### Problems to work on
• a. Reproduce word for word the stretch of the post about visiting the New York State Archives from "You would think" through "other projects (yay!).".
• b. According to the post about visiting the New York State Archives, materials from which two hospitals did the writer spend the day with?
• c. Write the next part of the post about visiting the New York State Archives, picking up after its last sentence.

You would think that since this is my second trip to the New York State Archives that I would have little left to look at – perhaps just a few “loose ends” to finish up. Well, I’ve barely scratched the surface of their asylum and state hospital collection (and I’m only talking about their nineteenth century materials – they have much, much more from the twentieth century). I think there are possibilities here for many more trips in the future for other projects (yay!).
I spent the day today with materials from Utica State Hospital and Willard State Hospital. I was rolling along at high speed initially, I even finished going through a whole cart of boxes this morning and was pretty impressed with myself. And then came this giant collection of mishmash. Seven boxes on a cart – four of which are banker sized boxes – filled with material ranging from the 1850s to the 1970s. The archivist printed off a finding aid to help me sort through the material but it doesn’t correspond to the material actually in the boxes. And the folders are mostly unlabelled – even the material within a given folder is a mix of centuries!
But the dig has been completely worth it (and I’m only two boxes in so far): completely random items keep popping up – from reports to rule books to photographs of staff or items that were in the museum to newspaper clippings.

### Supplied entries
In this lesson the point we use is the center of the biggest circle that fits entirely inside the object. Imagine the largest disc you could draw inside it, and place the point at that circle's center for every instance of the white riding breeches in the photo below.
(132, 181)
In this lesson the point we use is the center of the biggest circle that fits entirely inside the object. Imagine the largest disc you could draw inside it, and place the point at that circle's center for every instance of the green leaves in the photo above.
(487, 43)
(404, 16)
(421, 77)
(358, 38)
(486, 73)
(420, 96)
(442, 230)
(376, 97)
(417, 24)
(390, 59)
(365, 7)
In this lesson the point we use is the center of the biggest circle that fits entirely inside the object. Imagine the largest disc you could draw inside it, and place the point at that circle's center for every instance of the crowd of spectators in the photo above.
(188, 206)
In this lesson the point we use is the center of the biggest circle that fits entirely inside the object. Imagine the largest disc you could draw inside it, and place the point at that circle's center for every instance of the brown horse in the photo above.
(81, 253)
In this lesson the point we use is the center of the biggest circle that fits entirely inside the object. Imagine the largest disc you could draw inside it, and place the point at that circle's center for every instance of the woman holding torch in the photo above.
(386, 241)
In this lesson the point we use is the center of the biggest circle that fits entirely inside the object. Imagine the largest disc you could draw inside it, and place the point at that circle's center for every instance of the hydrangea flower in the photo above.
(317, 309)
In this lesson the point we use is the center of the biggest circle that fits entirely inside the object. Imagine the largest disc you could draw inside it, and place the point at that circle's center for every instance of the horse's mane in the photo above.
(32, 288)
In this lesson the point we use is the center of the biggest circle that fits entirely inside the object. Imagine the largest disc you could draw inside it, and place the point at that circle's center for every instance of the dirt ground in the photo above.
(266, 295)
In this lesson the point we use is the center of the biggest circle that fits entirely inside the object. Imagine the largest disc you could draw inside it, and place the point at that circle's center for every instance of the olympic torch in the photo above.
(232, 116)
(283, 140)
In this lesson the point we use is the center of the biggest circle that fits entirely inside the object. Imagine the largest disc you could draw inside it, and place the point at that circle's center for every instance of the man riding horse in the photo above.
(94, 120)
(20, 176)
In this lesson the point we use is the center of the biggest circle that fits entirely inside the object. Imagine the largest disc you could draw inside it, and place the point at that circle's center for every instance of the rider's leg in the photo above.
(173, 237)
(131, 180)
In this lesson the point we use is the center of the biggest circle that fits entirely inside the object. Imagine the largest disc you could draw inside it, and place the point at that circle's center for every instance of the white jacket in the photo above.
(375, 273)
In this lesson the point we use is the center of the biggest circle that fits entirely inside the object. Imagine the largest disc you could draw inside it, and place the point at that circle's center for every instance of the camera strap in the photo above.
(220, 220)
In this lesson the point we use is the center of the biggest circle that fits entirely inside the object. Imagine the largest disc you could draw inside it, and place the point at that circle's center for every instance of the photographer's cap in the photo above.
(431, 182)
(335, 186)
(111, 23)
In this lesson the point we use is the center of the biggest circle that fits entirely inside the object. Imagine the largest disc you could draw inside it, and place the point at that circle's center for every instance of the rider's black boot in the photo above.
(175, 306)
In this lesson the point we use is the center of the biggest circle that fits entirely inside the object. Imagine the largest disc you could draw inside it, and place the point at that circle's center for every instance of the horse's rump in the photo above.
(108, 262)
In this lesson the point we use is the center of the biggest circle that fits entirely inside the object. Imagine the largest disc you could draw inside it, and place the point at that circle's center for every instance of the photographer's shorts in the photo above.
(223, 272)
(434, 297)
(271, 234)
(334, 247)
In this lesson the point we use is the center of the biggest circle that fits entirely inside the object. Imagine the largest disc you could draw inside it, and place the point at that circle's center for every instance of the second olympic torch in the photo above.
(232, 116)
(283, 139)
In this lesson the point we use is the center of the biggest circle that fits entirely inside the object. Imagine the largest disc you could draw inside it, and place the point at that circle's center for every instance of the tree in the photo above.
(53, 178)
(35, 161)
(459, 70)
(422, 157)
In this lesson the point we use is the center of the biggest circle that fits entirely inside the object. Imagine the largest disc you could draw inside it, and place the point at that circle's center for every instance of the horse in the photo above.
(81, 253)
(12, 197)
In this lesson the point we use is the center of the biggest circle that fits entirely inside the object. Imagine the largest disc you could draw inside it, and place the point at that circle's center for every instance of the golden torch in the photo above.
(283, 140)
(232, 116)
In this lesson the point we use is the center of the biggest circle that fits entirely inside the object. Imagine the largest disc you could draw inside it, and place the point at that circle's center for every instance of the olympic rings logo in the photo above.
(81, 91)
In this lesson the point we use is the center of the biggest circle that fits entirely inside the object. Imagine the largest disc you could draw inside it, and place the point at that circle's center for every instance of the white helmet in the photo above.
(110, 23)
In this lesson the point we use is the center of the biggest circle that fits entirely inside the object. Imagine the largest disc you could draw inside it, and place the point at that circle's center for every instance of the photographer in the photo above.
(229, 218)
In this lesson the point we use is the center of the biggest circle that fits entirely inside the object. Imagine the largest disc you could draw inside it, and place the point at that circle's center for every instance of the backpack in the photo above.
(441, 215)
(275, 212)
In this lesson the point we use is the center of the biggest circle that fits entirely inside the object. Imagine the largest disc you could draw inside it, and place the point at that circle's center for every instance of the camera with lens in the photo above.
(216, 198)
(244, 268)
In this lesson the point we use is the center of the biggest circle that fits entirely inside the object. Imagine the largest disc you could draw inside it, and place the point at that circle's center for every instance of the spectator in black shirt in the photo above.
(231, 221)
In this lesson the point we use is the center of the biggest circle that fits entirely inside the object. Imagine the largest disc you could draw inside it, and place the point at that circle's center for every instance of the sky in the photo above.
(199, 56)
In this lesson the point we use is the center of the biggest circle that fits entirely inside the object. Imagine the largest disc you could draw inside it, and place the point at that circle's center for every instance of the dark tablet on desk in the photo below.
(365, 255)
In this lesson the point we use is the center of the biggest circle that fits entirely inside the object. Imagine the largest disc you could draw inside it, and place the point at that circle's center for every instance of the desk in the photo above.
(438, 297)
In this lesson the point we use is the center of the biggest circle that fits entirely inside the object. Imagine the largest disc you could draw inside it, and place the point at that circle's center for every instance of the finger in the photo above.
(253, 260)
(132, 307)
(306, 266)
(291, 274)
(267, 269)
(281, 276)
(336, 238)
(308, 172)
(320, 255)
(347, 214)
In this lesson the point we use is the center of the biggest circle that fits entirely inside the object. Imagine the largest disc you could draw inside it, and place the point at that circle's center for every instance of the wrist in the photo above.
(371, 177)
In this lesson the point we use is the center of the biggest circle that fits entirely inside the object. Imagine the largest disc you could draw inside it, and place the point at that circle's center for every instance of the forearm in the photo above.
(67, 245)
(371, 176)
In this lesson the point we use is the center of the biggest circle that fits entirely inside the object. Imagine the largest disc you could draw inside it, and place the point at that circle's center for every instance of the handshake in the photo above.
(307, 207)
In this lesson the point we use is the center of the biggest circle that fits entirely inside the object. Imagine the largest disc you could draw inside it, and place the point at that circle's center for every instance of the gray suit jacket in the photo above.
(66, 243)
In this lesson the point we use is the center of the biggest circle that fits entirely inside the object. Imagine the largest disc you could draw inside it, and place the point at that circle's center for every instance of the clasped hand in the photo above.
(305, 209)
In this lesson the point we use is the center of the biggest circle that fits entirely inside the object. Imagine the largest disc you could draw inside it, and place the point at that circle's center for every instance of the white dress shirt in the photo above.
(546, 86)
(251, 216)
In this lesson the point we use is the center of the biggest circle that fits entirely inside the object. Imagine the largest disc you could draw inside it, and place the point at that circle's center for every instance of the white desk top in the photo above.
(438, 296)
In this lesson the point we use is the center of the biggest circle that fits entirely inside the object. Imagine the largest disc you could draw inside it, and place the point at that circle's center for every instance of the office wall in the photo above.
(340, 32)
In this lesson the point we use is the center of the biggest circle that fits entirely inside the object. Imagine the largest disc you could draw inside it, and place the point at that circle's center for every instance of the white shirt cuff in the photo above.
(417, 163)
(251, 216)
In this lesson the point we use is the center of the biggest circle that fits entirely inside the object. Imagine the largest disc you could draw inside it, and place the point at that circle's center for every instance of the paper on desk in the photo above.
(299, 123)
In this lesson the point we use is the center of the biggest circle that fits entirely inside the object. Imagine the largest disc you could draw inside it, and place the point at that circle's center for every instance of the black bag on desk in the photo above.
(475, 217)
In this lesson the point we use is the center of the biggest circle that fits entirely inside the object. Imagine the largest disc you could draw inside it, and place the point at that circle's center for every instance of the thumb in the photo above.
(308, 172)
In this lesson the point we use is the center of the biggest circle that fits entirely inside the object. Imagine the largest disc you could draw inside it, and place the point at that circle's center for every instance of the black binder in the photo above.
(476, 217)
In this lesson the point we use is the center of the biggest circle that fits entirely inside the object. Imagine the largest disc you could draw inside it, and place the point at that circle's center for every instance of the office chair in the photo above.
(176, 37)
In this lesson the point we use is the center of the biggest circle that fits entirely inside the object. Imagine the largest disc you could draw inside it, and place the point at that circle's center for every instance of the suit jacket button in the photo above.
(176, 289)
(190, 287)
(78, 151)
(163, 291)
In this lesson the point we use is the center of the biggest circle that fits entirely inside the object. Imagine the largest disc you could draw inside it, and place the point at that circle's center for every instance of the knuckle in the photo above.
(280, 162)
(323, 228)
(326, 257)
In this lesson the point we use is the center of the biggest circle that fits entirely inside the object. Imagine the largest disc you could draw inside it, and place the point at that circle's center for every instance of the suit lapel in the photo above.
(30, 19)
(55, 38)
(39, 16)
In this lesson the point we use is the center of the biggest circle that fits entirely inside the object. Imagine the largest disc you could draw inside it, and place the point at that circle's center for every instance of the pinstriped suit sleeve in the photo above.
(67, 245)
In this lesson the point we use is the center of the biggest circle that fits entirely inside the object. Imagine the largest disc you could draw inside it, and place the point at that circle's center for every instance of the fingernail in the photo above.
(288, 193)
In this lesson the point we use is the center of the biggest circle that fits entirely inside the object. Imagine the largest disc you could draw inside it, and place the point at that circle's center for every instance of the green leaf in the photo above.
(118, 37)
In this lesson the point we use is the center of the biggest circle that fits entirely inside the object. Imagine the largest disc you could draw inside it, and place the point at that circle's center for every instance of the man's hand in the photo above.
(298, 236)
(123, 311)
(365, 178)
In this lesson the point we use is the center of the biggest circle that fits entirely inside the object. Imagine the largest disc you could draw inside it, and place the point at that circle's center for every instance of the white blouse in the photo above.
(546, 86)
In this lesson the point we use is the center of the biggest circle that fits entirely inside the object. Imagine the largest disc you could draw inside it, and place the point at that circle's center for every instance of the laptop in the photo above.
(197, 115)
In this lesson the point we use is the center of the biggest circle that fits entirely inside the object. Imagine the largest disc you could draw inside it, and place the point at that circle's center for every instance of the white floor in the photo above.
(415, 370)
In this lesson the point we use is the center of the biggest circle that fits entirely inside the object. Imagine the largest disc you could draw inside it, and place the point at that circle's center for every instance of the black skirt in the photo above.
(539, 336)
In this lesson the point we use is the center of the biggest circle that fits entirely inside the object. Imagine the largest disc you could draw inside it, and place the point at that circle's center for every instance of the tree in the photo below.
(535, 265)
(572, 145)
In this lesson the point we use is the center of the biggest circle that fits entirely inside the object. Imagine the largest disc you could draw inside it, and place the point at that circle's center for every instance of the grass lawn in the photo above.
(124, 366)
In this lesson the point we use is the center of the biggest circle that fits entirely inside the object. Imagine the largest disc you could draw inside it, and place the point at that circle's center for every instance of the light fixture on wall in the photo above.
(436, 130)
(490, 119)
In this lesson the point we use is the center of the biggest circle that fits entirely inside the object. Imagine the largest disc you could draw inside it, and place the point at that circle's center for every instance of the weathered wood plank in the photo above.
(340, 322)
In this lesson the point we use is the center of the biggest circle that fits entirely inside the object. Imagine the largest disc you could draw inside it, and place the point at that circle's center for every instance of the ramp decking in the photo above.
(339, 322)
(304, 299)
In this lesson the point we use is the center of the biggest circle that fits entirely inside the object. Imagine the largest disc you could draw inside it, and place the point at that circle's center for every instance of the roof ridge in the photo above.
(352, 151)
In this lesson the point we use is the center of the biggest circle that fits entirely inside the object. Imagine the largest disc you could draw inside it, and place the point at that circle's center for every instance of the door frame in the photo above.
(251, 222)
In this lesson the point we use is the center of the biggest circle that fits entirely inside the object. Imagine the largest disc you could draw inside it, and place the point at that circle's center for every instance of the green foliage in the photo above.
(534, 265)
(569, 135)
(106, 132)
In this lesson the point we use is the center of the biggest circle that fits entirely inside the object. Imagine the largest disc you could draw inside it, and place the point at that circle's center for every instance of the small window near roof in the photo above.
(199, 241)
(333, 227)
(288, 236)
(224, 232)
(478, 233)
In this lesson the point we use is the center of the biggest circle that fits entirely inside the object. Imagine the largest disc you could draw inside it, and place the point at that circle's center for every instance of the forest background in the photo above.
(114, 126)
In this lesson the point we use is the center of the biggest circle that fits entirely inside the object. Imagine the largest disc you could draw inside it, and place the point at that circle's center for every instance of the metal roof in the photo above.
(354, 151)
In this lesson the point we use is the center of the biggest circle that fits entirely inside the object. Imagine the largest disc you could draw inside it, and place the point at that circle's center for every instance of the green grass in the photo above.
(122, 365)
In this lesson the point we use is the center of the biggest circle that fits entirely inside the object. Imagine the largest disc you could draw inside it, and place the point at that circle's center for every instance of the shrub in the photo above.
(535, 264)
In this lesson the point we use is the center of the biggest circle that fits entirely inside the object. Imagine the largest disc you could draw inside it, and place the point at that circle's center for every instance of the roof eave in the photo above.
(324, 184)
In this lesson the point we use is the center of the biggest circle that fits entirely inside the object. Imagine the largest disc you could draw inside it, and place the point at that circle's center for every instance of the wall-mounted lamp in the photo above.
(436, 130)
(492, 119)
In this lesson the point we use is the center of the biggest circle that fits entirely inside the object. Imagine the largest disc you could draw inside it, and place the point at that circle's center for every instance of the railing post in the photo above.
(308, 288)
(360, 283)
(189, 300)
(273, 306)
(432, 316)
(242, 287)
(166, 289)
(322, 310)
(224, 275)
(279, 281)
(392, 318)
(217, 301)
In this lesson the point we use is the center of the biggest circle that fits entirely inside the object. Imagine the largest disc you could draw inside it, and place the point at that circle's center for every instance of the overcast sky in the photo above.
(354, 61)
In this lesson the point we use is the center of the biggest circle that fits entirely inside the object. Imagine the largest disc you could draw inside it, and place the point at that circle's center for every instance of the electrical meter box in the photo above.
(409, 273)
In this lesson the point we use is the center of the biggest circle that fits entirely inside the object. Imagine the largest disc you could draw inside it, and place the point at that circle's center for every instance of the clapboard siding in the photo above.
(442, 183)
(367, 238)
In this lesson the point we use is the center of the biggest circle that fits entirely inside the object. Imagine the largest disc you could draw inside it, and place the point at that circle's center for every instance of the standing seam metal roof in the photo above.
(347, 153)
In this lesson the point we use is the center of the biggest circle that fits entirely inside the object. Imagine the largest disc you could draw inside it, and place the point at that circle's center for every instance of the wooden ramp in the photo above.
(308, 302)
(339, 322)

### List of answers
• a.
You would think that since this is my second trip to the New York State Archives that I would have little left to look at – perhaps just a few “loose ends” to finish up. Well, I’ve barely scratched the surface of their asylum and state hospital collection (and I’m only talking about their nineteenth century materials – they have much, much more from the twentieth century). I think there are possibilities here for many more trips in the future for other projects (yay!).

• b. Utica State Hospital and Willard State Hospital.

• c.
My favourite items of the day: a book from the School for Attendants with all the lesson plans and exams (pictured)!! It dates to the first class in 1887. The lesson plans range from anatomy to basic first aid to cooking (both food for consumption and food for medicinal purposes). I finally know how to make that “beef tea” I always see listed in casebook records! And apparently it isn’t just as straight-forward as “beef tea”: there’s bottled beef tea, broiled beef essence, whole beef tea, and Dr. Mitchell’s beef tea. In another folder I found a photo of the press used to make beef juice. I’m not sure why I find this so exciting (especially considering that I don’t eat meat) but for some reason it is.
Also had a chance to zip through the displays of the New York State Museum. I’ve done research with their materials before but hadn’t seen their exhibit space. The museum is free and covers all sorts of aspects of the history of New York state – from the types of animals and minerals in the Adironacks to the history of NYC to Sesame street to 9/11. I didn’t have time to do the exhibits justice in any way but they seemed really interesting.